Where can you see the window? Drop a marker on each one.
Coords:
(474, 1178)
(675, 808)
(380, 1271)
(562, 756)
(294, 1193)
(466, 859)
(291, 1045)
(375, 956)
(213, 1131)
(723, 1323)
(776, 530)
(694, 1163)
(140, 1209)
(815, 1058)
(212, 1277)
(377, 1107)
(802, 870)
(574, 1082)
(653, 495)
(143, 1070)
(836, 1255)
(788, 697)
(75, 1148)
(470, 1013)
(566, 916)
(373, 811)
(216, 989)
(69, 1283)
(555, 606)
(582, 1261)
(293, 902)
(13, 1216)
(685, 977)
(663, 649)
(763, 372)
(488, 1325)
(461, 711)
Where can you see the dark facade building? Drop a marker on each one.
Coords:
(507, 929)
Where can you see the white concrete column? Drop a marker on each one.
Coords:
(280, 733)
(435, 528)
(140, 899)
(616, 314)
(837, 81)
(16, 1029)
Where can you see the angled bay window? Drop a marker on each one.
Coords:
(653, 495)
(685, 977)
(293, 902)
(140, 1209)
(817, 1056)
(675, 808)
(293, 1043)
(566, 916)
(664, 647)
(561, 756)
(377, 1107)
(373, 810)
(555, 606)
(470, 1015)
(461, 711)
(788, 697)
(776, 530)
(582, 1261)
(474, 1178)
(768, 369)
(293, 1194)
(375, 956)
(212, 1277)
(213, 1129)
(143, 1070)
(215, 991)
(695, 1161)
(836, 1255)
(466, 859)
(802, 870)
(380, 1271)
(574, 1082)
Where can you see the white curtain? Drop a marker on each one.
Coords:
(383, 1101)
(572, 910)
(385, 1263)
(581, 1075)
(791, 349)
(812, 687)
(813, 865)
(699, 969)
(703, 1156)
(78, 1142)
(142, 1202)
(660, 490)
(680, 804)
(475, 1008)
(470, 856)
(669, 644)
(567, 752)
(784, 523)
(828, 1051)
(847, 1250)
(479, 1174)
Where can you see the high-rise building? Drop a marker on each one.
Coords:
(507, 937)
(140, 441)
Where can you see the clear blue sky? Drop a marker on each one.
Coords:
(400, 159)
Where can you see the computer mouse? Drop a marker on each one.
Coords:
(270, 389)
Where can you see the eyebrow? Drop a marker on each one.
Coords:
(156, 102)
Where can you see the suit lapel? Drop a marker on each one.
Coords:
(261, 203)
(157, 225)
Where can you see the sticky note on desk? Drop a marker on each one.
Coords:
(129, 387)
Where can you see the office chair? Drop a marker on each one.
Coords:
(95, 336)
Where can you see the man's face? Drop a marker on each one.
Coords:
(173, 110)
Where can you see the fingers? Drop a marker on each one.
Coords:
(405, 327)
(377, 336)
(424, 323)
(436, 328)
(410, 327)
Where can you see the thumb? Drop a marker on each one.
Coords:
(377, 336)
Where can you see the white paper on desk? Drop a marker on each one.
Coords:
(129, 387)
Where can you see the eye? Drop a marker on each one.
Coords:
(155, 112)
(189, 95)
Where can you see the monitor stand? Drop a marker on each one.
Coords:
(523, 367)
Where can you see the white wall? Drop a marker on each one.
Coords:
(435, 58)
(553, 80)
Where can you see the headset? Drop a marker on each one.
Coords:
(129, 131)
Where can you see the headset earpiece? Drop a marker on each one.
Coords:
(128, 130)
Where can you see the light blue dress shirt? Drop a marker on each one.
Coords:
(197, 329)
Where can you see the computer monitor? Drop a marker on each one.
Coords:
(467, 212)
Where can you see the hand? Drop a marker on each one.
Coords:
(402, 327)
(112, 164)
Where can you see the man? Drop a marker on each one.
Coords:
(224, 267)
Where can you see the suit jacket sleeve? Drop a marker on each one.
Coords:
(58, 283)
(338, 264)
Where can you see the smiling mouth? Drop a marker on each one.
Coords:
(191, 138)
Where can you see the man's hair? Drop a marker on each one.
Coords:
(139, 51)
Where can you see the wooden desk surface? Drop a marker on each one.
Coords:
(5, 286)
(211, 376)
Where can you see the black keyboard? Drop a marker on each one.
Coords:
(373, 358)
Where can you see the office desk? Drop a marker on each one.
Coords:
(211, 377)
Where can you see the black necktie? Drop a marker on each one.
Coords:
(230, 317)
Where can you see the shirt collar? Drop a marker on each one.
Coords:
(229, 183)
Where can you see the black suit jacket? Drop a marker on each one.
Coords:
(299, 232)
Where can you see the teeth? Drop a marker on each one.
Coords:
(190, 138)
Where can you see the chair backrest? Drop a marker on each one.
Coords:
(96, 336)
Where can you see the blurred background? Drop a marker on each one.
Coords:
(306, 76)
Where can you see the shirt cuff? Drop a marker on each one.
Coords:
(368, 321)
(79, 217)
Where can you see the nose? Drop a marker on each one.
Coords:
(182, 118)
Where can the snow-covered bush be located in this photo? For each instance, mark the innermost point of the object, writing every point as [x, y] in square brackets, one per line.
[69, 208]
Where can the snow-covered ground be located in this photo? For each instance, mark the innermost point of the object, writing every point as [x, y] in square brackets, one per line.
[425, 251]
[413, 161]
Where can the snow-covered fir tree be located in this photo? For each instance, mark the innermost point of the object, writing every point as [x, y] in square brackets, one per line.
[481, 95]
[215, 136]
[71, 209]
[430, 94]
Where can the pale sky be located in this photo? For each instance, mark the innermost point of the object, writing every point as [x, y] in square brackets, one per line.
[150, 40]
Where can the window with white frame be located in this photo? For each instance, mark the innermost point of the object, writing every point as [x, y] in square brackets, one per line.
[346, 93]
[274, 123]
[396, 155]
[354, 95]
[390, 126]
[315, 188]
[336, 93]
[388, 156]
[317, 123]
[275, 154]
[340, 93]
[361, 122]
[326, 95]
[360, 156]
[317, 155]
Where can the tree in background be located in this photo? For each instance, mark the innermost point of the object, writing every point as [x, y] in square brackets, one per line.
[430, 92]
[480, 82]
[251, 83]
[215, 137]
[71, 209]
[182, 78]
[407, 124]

→ AIM OF THE TASK: Repeat the data in full. Alter nothing.

→ RESPONSE TO THIS EXERCISE:
Where can you see the window? Drop a marker on each one.
Coords:
(474, 1178)
(675, 808)
(380, 1271)
(562, 756)
(294, 1193)
(466, 859)
(291, 1045)
(375, 956)
(213, 1131)
(723, 1323)
(776, 530)
(694, 1163)
(140, 1209)
(815, 1058)
(212, 1277)
(377, 1107)
(802, 870)
(574, 1082)
(653, 495)
(143, 1070)
(836, 1255)
(788, 697)
(75, 1148)
(470, 1013)
(566, 916)
(373, 811)
(216, 989)
(69, 1283)
(555, 606)
(582, 1261)
(293, 902)
(13, 1216)
(685, 977)
(663, 649)
(763, 372)
(488, 1325)
(461, 711)
Where can you see the dark facade building? Drop a marker on each one.
Coords:
(507, 929)
Where can you see the white concrete column? Drop a marker on each one.
Coords:
(280, 733)
(435, 528)
(140, 899)
(616, 314)
(837, 81)
(16, 1029)
Where can you see the angled bay window? Drop a marker on each one.
Coords:
(653, 495)
(685, 977)
(293, 902)
(140, 1209)
(817, 1056)
(675, 808)
(293, 1043)
(566, 916)
(664, 647)
(561, 756)
(377, 1107)
(373, 810)
(555, 606)
(470, 1015)
(461, 711)
(788, 697)
(776, 530)
(582, 1261)
(474, 1178)
(768, 369)
(293, 1194)
(375, 956)
(212, 1277)
(213, 1129)
(143, 1070)
(215, 991)
(695, 1161)
(836, 1255)
(466, 859)
(802, 870)
(380, 1271)
(574, 1082)
Where can you see the white curtain? Drop a marker on each one.
Coords:
(383, 1101)
(572, 910)
(385, 1263)
(581, 1075)
(791, 349)
(812, 687)
(813, 865)
(699, 969)
(703, 1156)
(78, 1142)
(142, 1202)
(660, 490)
(680, 804)
(475, 1008)
(470, 856)
(669, 644)
(567, 752)
(784, 523)
(828, 1051)
(847, 1250)
(479, 1174)
Where can you see the high-rise building? Drop a marker on each one.
Coords:
(507, 937)
(140, 441)
Where can you see the clear blue sky? Drop a marker on each one.
Coords:
(400, 159)
Where can you see the computer mouse? Drop a marker on each one.
Coords:
(270, 389)
Where can you see the eyebrow? Drop a marker on each one.
Coords:
(156, 102)
Where can you see the suit lapel? Drop a marker on each one.
Coords:
(261, 203)
(157, 225)
Where can you see the sticky note on desk? Drop a marker on each one.
Coords:
(129, 387)
Where can you see the office chair? Drop a marker on each one.
Coords:
(95, 336)
Where can you see the man's face? Drop a marker on each one.
Coords:
(173, 110)
Where can you see the fingers? Drop a marker on each one.
Coords:
(405, 327)
(377, 336)
(424, 323)
(436, 328)
(410, 327)
Where can you see the thumb? Drop a marker on each one.
Coords:
(377, 336)
Where can you see the white paper on desk? Drop a marker on each one.
Coords:
(129, 387)
Where can you see the eye? Drop a marker on each one.
Coords:
(155, 112)
(189, 95)
Where can you see the monitor stand? Drop a marker on each one.
Coords:
(523, 367)
Where can you see the white wall? Drop a marker on each one.
Coords:
(435, 58)
(553, 80)
Where can you see the headset? Drop a marker on each one.
Coords:
(129, 131)
Where can you see the headset earpiece? Drop a marker on each one.
Coords:
(128, 130)
Where can you see the light blue dress shirt? Drop a marker on each one.
Coords:
(197, 329)
Where can you see the computer monitor? Drop a marker on each one.
Coords:
(467, 212)
Where can you see the hand? Drop a marker on each one.
Coords:
(402, 327)
(112, 164)
Where can you see the man? Drop a marker on each one.
Coords:
(224, 267)
Where can you see the suit jacket sleeve? Drop a marker on each one.
Coords:
(58, 283)
(338, 264)
Where can you see the smiling mouth? Drop a marker on each one.
Coords:
(191, 138)
Where can you see the man's hair? Drop a marker on each one.
Coords:
(139, 51)
Where can you see the wooden desk surface? Drop a marker on each one.
Coords:
(5, 286)
(211, 376)
Where can you see the black keyboard? Drop a marker on each one.
Coords:
(373, 358)
Where can you see the office desk? Drop a marker on each one.
Coords:
(211, 377)
Where can you see the black necktie? Drop a marker on each one.
Coords:
(230, 317)
Where can you see the shirt collar? Drop a marker on each one.
Coords:
(229, 183)
Where can you see the black suit jacket? Drop a marker on each one.
Coords:
(299, 232)
Where can you see the teeth? Drop a marker on each one.
Coords:
(190, 138)
Where can you see the chair backrest? Drop a marker on each one.
Coords:
(96, 336)
Where can you see the blurred background? Drop a marker on each one.
Coords:
(306, 76)
Where can you see the shirt cuff? Drop a marker on each one.
Coords:
(368, 321)
(79, 217)
Where can you see the nose? Drop a marker on each one.
Coords:
(182, 118)
Where can the snow-covered bush be located in this photo? For each instance, mark the innermost point of the object, writing every point as [x, y] in square brackets, one per line.
[69, 208]
Where can the snow-covered ground be located in this photo? For each instance, mark the innermost point of the object, writing every point as [x, y] in square brackets, one per line.
[425, 251]
[413, 161]
Where can the snow-covered fir tree be located in this photo? For each instance, mark the innermost point of the object, writing every point as [x, y] in square brackets, one per line.
[481, 95]
[215, 136]
[71, 209]
[430, 94]
Where can the pale sky be located in this photo? For each instance, mark the innermost point of the object, writing every point as [x, y] in square brackets, one per line.
[150, 40]
Where can the window with white frame be located in this photo? For each instance, mark the innermost point of the object, writing every point as [x, y] in square brackets, one per line.
[346, 93]
[274, 123]
[396, 155]
[354, 95]
[390, 126]
[315, 188]
[336, 93]
[388, 156]
[317, 123]
[275, 154]
[340, 93]
[361, 122]
[326, 95]
[360, 156]
[317, 155]
Where can the tree in background be located in this photo? For each instance, mark the innermost point of the object, writing every point as [x, y] in square brackets, one per line.
[430, 92]
[480, 82]
[251, 83]
[215, 137]
[71, 209]
[182, 78]
[407, 124]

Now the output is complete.